[Data records]
Start

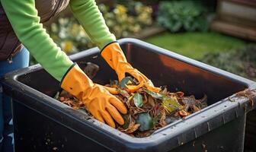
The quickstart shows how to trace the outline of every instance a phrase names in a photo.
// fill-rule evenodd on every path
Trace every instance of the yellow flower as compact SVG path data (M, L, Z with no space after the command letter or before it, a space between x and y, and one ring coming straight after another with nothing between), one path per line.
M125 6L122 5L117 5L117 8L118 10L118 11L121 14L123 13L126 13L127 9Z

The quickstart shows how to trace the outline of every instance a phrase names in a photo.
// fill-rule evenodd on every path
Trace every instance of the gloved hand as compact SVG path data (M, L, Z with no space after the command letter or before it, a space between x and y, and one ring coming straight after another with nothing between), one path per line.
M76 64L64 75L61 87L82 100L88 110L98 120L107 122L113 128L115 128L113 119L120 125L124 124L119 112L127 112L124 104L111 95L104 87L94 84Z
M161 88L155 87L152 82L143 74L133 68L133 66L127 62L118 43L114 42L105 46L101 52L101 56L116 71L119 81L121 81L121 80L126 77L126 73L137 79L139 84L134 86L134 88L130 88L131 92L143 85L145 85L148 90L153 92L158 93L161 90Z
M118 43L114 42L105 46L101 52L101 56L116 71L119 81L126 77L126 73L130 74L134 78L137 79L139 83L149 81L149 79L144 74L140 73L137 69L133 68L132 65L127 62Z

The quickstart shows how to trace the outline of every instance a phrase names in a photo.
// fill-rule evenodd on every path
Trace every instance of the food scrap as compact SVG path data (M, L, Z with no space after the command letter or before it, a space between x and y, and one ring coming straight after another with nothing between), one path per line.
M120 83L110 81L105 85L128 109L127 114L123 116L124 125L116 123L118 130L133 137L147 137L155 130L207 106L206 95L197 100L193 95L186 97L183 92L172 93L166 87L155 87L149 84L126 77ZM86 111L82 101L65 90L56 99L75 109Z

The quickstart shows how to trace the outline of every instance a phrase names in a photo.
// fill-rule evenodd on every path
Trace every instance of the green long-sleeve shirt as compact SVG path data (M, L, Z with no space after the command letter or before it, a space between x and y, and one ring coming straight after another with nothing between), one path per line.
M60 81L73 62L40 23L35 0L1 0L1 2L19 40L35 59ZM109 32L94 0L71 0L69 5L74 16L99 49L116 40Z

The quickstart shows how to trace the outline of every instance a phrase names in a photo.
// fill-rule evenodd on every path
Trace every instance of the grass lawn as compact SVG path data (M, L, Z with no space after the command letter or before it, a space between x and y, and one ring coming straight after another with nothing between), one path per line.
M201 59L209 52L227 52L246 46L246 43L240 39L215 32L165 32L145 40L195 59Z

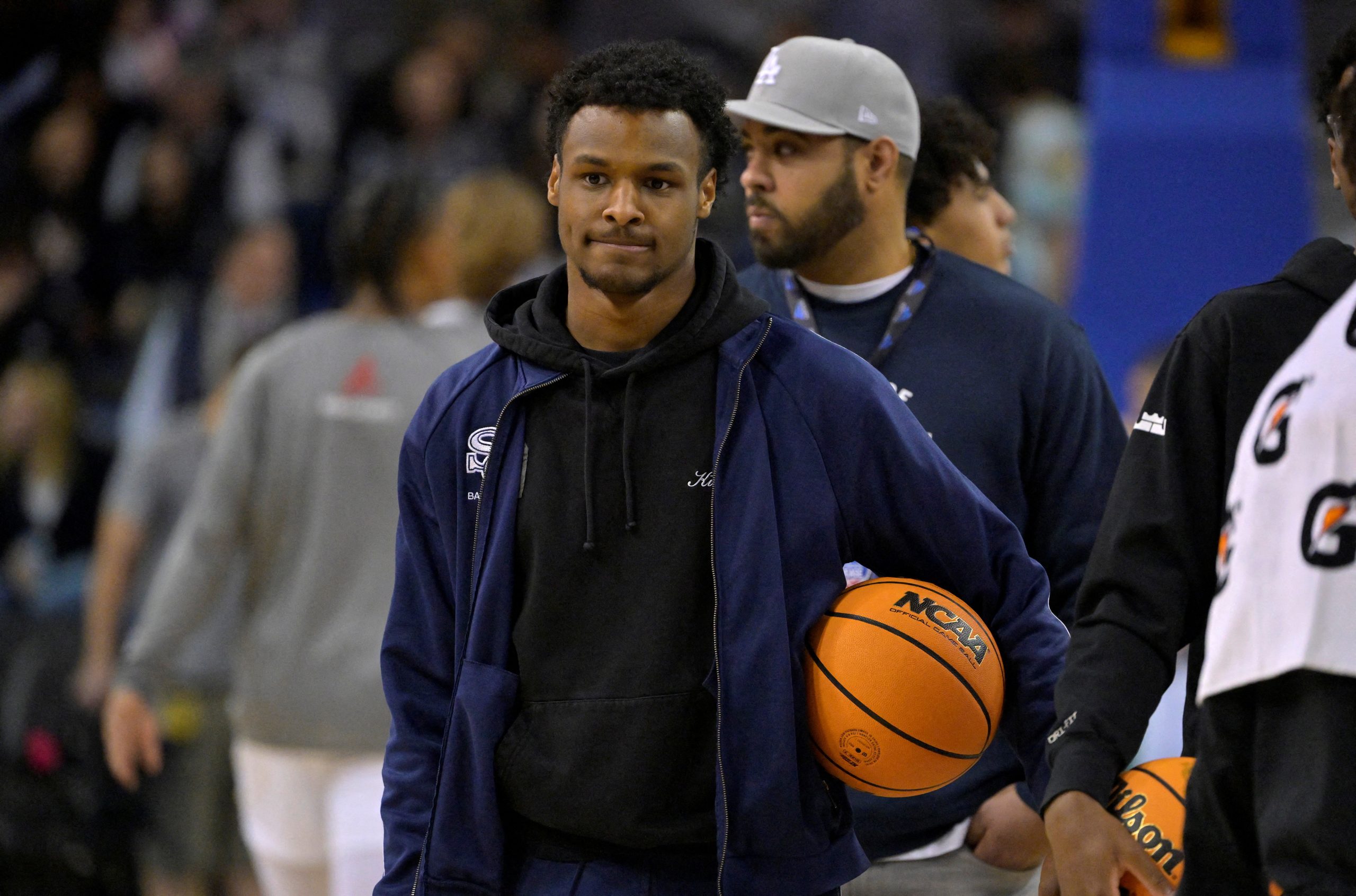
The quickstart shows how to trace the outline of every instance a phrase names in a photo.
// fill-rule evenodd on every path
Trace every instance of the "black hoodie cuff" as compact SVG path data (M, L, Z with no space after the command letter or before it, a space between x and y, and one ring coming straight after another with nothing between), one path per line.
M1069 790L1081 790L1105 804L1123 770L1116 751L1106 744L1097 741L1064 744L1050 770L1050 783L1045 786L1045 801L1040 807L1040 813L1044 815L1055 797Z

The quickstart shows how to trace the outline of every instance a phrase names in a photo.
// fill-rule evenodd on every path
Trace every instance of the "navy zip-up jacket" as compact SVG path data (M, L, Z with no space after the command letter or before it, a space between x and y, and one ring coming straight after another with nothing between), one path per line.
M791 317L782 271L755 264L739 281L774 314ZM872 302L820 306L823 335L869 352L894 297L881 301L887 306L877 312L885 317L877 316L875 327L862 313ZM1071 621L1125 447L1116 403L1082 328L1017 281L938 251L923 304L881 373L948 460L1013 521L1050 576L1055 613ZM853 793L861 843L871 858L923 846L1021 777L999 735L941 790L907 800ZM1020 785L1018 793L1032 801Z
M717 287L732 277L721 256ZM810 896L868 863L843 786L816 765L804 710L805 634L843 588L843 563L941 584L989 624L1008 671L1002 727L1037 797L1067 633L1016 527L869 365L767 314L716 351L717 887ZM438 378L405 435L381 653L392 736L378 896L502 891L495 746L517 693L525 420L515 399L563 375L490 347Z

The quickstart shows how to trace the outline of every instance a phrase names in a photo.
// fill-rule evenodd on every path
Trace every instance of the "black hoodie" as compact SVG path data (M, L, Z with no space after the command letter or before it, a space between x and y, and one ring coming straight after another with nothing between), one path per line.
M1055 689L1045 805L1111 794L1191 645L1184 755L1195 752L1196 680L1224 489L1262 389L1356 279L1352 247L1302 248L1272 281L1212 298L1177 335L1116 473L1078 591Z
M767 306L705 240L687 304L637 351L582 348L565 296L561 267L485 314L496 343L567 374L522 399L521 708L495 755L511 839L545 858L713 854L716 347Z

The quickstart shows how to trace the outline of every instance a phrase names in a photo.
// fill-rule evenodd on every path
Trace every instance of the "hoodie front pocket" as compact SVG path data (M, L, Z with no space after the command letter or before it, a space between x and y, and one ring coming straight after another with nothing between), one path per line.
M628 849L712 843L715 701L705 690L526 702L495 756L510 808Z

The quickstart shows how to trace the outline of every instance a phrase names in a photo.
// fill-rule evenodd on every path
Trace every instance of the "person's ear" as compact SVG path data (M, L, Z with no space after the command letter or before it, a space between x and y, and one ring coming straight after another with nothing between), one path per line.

End

* [TASK REQUIREMENTS] Change every "quickstart" in the rows to "walkthrough" and write out all the rows again with nothing else altered. Leave the pictures out of your answer.

* [WRITTEN RESPONSE]
The walkthrough shows how to trace the outline of every instance a phrase names in a photo.
// fill-rule evenodd on every path
Trace every instance of the yellow flower as compact SVG path data (M, L, Z with no space after the command letter or before it, a space between x and y, and one ring coming straight after another with nothing between), one path per line.
M125 6L122 5L117 5L117 8L118 10L118 11L121 14L123 13L126 13L127 9Z

The walkthrough shows how to trace the outline of every instance a phrase names in a photo.
// fill-rule evenodd on every path
Trace every instance of the gloved hand as compact SVG path data (M, L, Z with no space after the command letter or before it, a space between x and y, and one ring coming straight after another with nothing between), one path per line.
M76 64L64 75L61 87L82 100L88 110L98 120L107 122L113 128L115 128L113 119L120 125L124 124L119 112L127 112L124 104L111 95L104 87L94 84Z
M161 88L155 87L152 82L143 74L133 68L133 66L127 62L118 43L114 42L105 46L101 52L101 56L116 71L119 81L121 81L121 80L126 77L126 73L137 79L139 84L134 86L134 88L130 88L131 92L143 85L145 85L148 90L153 92L158 93L161 90Z
M118 43L114 42L105 46L101 52L101 56L116 71L119 81L126 77L126 73L130 74L134 78L137 79L139 83L149 81L149 79L144 74L140 73L137 69L133 68L132 65L127 62Z

The walkthrough shows how to trace the outline of every instance a phrase names in a photo.
// fill-rule evenodd on every path
Trace every instance of the food scrap as compact SVG path data (M, L, Z with no space after the command letter or before it, a space between x and y, and one ring coming straight after another with nothing between), one path per line.
M120 83L110 81L105 85L128 109L127 114L123 116L124 125L116 123L118 130L133 137L147 137L155 130L207 106L206 95L197 100L193 95L186 97L183 92L172 93L166 87L155 87L149 84L126 77ZM86 111L82 101L65 90L56 99L75 109Z

The walkthrough shows how to trace the outline of every instance a phrase names in a photo.
// fill-rule evenodd on every path
Trace every instance of the green long-sleeve shirt as compact SVG path data (M, L, Z with no space after the command letter or before it, a space between x and y, and one ring coming straight after another with nothing between), one path per line.
M60 81L73 62L40 23L35 0L1 0L1 2L19 40L35 59ZM109 32L94 0L71 0L69 5L74 16L99 49L116 40Z

The walkthrough shows how to trace the outline of every instance a phrase names in a photo.
// fill-rule evenodd on every path
Trace every instance of the grass lawn as compact SVG path data (M, L, Z with no space after the command letter or before it, a space between x and y, and one ring coming straight after another with nothing between), one path per line.
M201 59L209 52L227 52L246 46L246 43L240 39L215 32L165 32L145 40L195 59Z

The walkthrough shows how to trace the outline of every instance a phrase names in a photo.
// fill-rule evenodd on every path
Trace every instance of the "black hoodie cuff" as compact SVG path data (M, L, Z with no space after the command letter or before it, a space between x and y, and one ring coming straight after another with nothing between), one path per line.
M1069 790L1081 790L1105 804L1123 770L1116 751L1106 744L1097 741L1064 744L1050 770L1050 783L1045 786L1045 801L1040 807L1040 813L1044 815L1055 797Z

The walkthrough shows how to trace the outline of every instance a phrase names in a photo.
// fill-rule evenodd on every path
Trace every instance of the "navy zip-up jacket" as compact SVG path data (M, L, Z with no space after the command letter or before it, a space between x and y, and one ring coming straight after another with nothing between), one path per line.
M791 317L782 271L755 264L739 281L774 314ZM872 302L820 306L823 335L869 352L894 297L881 301L887 306L877 312L885 317L877 316L875 327L862 313ZM1071 621L1125 447L1116 403L1082 328L1017 281L938 251L923 304L881 373L948 460L1013 521L1050 576L1055 613ZM853 793L861 843L871 858L923 846L1021 777L999 735L941 790L907 800ZM1020 785L1018 793L1032 801Z
M717 287L732 277L721 256ZM810 896L868 863L843 786L816 765L804 710L805 634L843 588L843 563L941 584L989 624L1008 671L1002 727L1037 797L1067 633L1016 527L869 365L767 314L716 351L717 887ZM438 378L405 435L381 653L392 736L378 896L502 891L495 746L517 693L525 420L515 399L563 375L490 347Z

The walkthrough shows how to trace the outline of every instance a phrase names in a photo.
// fill-rule evenodd on every path
Trace every instance of the "black hoodie" as compact SVG path data (M, L, Z with no space after the command letter or before it, a space between x and y, and one ring coming straight after another with nothing between), one path per line.
M1055 689L1045 805L1111 794L1191 645L1184 755L1195 752L1196 680L1224 489L1262 389L1356 279L1352 247L1302 248L1272 281L1212 298L1177 335L1116 473L1078 591Z
M767 306L705 240L687 304L637 351L582 348L565 296L561 267L485 314L496 343L567 374L522 399L521 708L495 755L511 839L545 858L713 854L716 347Z

The walkthrough shows how to trace the outline of every instance a phrase names in a photo.
// fill-rule evenodd on every path
Trace every instance of the "hoodie front pocket" as compact SVG path data (M, L, Z with no space after the command letter or before it, a space between x and y, and one ring coming straight after another with nothing between), one path per line.
M628 849L712 843L715 701L705 690L526 702L495 756L510 808Z

The walkthrough shows how to trace the outline of every instance a phrase names in a photo.
// fill-rule evenodd on every path
Trace every instance of the "person's ear" as compact SVG path data (M, L, Z with no space after the command letter or before it, a space between x and y, and one ring coming straight after another with nothing between), one path per line.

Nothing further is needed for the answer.